-- BEGIN ROWS --

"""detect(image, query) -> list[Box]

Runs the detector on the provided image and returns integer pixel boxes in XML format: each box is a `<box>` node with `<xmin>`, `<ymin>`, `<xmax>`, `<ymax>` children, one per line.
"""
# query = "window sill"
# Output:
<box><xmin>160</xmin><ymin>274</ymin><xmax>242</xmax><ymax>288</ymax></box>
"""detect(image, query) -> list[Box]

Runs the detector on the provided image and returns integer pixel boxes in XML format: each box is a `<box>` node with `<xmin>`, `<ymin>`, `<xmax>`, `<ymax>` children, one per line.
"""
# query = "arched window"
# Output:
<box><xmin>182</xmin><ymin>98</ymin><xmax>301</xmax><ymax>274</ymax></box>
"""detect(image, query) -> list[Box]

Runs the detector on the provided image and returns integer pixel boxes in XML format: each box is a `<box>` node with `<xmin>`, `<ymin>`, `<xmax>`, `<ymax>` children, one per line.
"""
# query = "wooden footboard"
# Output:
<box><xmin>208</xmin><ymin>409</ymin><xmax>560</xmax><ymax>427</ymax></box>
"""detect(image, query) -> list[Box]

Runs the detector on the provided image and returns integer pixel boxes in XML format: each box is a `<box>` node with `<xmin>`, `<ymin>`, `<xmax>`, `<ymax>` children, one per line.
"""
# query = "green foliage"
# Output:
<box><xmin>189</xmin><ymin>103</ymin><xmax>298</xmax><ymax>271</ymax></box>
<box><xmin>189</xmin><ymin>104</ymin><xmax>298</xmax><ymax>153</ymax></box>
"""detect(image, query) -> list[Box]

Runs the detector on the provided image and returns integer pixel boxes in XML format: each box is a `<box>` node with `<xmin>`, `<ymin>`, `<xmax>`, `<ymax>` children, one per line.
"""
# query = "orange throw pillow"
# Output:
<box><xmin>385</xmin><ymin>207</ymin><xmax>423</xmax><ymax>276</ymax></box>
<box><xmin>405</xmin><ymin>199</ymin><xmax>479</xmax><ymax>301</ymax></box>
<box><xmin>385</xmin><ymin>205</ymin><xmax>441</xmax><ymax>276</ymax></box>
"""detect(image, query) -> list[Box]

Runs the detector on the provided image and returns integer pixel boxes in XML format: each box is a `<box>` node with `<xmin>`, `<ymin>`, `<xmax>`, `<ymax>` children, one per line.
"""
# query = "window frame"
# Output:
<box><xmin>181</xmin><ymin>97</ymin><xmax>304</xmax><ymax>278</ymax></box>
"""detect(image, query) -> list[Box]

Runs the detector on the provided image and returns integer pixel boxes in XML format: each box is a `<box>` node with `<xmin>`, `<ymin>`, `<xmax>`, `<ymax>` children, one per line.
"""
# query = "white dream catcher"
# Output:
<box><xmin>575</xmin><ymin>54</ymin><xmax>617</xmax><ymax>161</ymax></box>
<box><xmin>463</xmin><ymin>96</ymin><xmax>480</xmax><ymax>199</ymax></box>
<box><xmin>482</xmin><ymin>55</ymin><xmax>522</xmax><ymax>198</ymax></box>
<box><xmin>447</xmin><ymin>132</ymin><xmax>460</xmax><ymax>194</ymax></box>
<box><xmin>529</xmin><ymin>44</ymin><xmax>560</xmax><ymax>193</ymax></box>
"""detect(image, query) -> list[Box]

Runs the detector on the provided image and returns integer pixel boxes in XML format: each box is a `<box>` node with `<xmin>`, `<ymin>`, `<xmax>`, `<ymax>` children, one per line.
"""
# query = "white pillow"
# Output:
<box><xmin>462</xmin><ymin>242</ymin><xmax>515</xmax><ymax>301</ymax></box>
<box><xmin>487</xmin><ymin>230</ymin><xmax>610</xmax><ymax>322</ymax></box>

-- END ROWS --

#### [WHAT YOU HAVE TO DO]
From the items above, pick out every line that contains the word "window".

#### [OUTPUT OF THE TASK]
# query = "window sill"
# query = "arched window"
# query = "window frame"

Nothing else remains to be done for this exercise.